* Begin MATERIAL TO PROCESS *

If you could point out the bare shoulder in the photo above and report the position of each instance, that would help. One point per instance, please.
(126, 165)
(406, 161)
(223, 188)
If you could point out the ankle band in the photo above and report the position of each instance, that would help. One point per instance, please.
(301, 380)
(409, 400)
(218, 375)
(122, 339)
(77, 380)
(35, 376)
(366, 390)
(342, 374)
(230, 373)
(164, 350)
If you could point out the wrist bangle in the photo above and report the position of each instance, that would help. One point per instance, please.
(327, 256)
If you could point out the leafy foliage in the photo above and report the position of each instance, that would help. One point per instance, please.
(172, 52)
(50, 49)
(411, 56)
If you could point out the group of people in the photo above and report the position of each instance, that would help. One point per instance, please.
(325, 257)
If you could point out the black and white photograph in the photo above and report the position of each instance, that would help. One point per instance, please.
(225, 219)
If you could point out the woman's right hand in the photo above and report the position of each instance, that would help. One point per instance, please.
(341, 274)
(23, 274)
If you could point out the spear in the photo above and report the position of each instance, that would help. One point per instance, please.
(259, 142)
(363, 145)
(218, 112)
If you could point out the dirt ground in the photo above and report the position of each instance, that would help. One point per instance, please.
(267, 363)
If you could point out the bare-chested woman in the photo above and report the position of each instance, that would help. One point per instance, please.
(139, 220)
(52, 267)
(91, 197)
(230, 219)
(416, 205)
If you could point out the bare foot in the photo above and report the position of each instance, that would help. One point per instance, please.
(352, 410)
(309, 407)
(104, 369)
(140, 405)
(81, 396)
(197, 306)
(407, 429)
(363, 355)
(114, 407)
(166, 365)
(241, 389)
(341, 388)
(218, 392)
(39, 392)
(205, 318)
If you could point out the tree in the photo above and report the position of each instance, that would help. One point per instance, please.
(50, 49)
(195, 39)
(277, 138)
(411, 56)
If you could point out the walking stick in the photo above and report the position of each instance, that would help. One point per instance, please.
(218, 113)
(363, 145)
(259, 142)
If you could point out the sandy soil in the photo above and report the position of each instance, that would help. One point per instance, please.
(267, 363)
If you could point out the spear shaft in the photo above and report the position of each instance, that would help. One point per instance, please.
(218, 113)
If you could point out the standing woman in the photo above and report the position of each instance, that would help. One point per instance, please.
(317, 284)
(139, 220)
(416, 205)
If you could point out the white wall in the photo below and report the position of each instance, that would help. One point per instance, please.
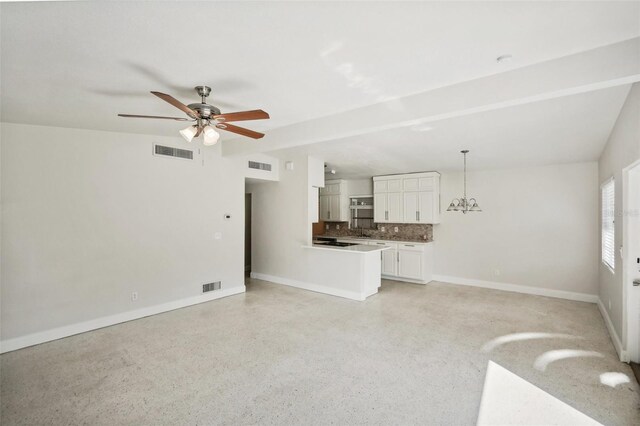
(539, 227)
(622, 149)
(280, 221)
(89, 217)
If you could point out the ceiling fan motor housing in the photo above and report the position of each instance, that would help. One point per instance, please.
(205, 110)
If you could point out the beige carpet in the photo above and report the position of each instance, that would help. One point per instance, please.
(410, 355)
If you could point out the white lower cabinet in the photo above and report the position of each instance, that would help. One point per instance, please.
(389, 258)
(410, 264)
(404, 261)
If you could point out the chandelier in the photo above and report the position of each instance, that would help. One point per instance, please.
(462, 204)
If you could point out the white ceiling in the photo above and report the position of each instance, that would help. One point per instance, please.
(78, 64)
(562, 130)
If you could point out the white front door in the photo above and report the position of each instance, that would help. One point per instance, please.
(631, 260)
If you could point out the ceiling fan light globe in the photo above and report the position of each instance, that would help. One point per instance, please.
(475, 208)
(188, 133)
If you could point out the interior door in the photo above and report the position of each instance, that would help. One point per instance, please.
(394, 207)
(410, 206)
(426, 205)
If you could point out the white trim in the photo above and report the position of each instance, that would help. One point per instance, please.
(630, 308)
(617, 343)
(82, 327)
(309, 286)
(517, 288)
(406, 280)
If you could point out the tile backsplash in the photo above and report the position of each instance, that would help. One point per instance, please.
(406, 231)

* End MATERIAL TO PROCESS *

> **EXERCISE DESCRIPTION**: Copy verbatim the lines of the rows from the line containing "If you could point out the tile" through the end of the rows, both ends included.

> **FINISHED TASK**:
If you could point out the tile backsplash in the photo above and report the position of each instance, that would help. One point per instance, please.
(406, 231)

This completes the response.